[start of Data lines]

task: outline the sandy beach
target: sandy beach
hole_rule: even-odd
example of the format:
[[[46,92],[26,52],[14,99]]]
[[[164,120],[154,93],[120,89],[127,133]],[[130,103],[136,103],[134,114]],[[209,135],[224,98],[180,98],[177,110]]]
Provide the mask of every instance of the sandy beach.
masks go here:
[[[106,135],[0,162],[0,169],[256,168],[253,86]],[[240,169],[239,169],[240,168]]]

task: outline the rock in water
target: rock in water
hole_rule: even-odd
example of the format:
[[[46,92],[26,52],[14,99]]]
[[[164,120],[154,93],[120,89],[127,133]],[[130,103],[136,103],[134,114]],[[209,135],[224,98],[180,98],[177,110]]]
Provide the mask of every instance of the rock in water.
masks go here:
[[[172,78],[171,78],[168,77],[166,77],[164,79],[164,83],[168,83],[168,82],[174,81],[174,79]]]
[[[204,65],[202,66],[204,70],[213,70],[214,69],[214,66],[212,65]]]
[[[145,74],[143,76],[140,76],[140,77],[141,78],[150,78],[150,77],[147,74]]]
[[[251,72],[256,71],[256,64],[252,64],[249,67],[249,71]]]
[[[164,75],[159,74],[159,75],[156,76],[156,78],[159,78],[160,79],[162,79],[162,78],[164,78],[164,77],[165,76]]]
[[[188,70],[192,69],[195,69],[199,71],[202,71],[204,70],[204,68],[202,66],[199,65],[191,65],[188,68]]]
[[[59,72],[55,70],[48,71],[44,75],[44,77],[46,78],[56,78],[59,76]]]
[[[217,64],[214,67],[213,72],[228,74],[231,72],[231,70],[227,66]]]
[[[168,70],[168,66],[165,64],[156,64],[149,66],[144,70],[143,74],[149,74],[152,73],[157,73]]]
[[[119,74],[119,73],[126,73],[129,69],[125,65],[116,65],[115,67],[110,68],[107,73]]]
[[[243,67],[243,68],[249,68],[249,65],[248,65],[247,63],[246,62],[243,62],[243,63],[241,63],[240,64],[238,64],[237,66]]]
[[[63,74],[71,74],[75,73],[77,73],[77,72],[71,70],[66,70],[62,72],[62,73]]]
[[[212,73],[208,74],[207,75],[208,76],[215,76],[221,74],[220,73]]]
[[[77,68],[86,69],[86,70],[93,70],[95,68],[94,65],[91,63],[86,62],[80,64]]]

[end of Data lines]

Render every line of the rows above as a JSON array of strings, one string per line, with blank lines omitted.

* [Exercise answer]:
[
  "task: outline the sandy beach",
  "target: sandy beach",
  "hole_rule: even-odd",
  "example of the format:",
  "[[[46,92],[26,52],[14,99]]]",
  "[[[164,120],[154,93],[120,89],[127,133]],[[130,103],[136,103],[134,114]],[[209,135],[224,98],[180,98],[177,110]]]",
  "Provide the mask of every instance of the sandy beach.",
  "masks go here:",
  "[[[106,135],[0,162],[0,169],[256,168],[253,86]],[[240,169],[239,169],[240,168]]]",
  "task: outline the rock in water",
  "target: rock in water",
  "hole_rule: even-odd",
  "example of the format:",
  "[[[46,92],[26,52],[14,99]]]",
  "[[[164,120],[154,93],[120,89],[127,133]],[[130,103],[136,103],[134,114]],[[209,135],[224,98],[180,98],[177,110]]]",
  "Provide the mask of every instance of the rock in water.",
  "masks go here:",
  "[[[172,78],[171,78],[168,77],[166,77],[164,79],[164,83],[168,83],[168,82],[174,81],[174,79]]]",
  "[[[204,65],[202,66],[204,70],[213,70],[214,69],[214,66],[212,65]]]",
  "[[[145,74],[143,76],[140,76],[140,77],[141,78],[150,78],[150,77],[147,74]]]",
  "[[[251,72],[256,71],[256,64],[252,64],[249,67],[249,71]]]",
  "[[[164,75],[159,74],[159,75],[156,76],[156,78],[159,78],[160,79],[162,79],[162,78],[164,78],[164,77],[165,76]]]",
  "[[[188,70],[192,69],[195,69],[199,71],[202,71],[204,70],[204,68],[202,66],[199,65],[191,65],[188,68]]]",
  "[[[59,72],[55,70],[48,71],[44,75],[44,77],[46,78],[56,78],[59,76]]]",
  "[[[217,64],[214,67],[213,72],[228,74],[231,72],[231,70],[227,66]]]",
  "[[[168,70],[168,66],[165,64],[156,64],[149,66],[144,70],[143,74],[149,74],[152,73],[157,73]]]",
  "[[[119,74],[119,73],[126,73],[129,69],[125,65],[116,65],[115,67],[110,68],[107,73]]]",
  "[[[243,67],[243,68],[249,68],[249,65],[248,65],[247,63],[246,62],[243,62],[243,63],[241,63],[240,64],[238,64],[237,66]]]",
  "[[[63,74],[71,74],[75,73],[77,73],[77,72],[71,70],[66,70],[62,72],[62,73]]]",
  "[[[212,73],[208,74],[207,75],[208,76],[215,76],[221,74],[220,73]]]",
  "[[[77,68],[86,69],[86,70],[93,70],[95,68],[94,65],[91,63],[86,62],[80,64]]]"
]